* _EXERCISE AIM_:
Can you rewrite all the rows below, substituting "insect antenna" for each "insect front leg", leaving everything else unchanged and the pictures out?

Start of INPUT

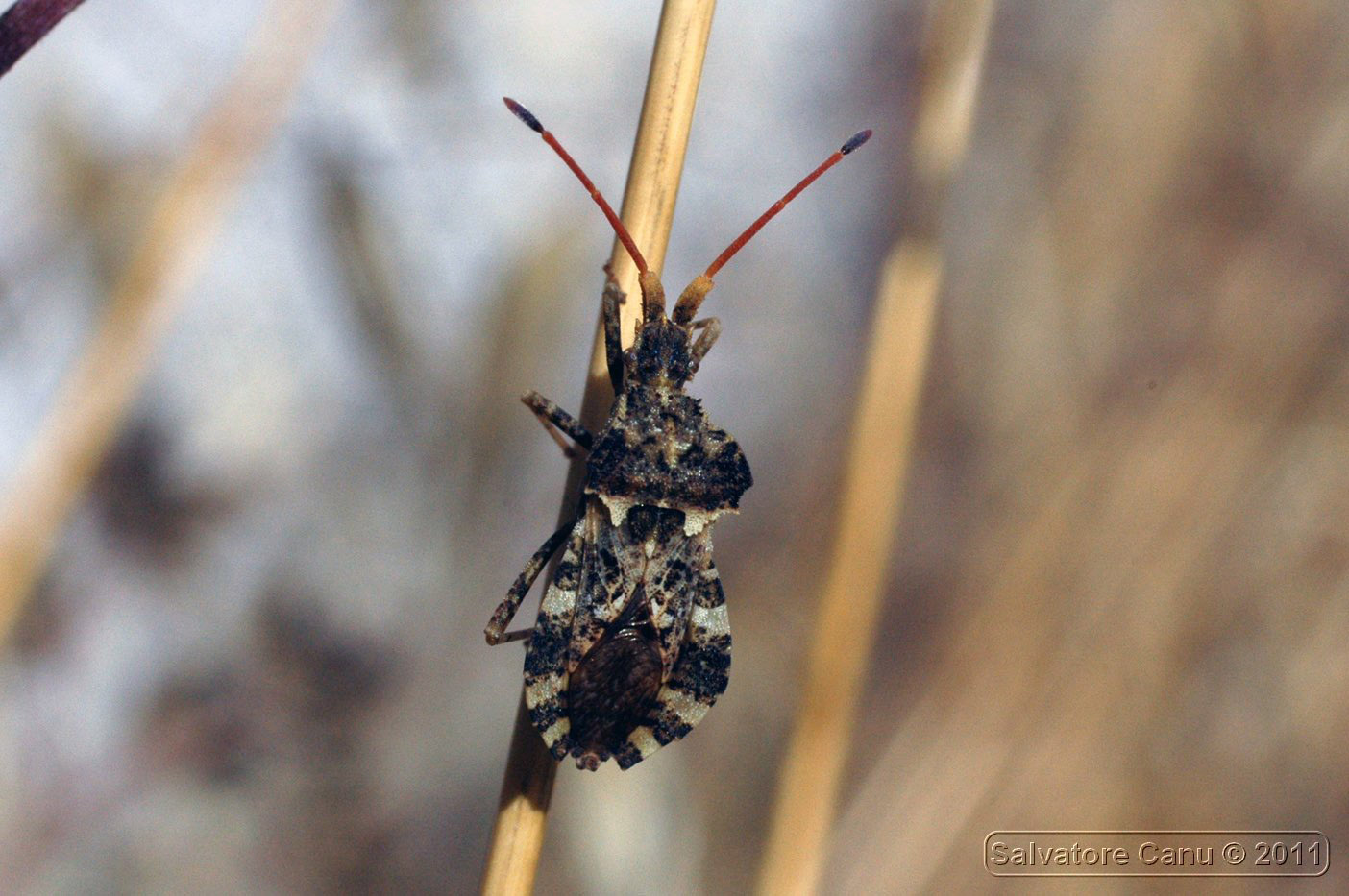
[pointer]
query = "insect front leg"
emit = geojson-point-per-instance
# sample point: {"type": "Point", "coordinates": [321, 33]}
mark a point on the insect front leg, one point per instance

End of INPUT

* _SOLUTION FOR THIS EXERCISE_:
[pointer]
query = "insect antenna"
emit = geojson-point-per-instance
# sample point: {"type": "Point", "coordinates": [321, 33]}
mark a point on the insect antenna, one point per instance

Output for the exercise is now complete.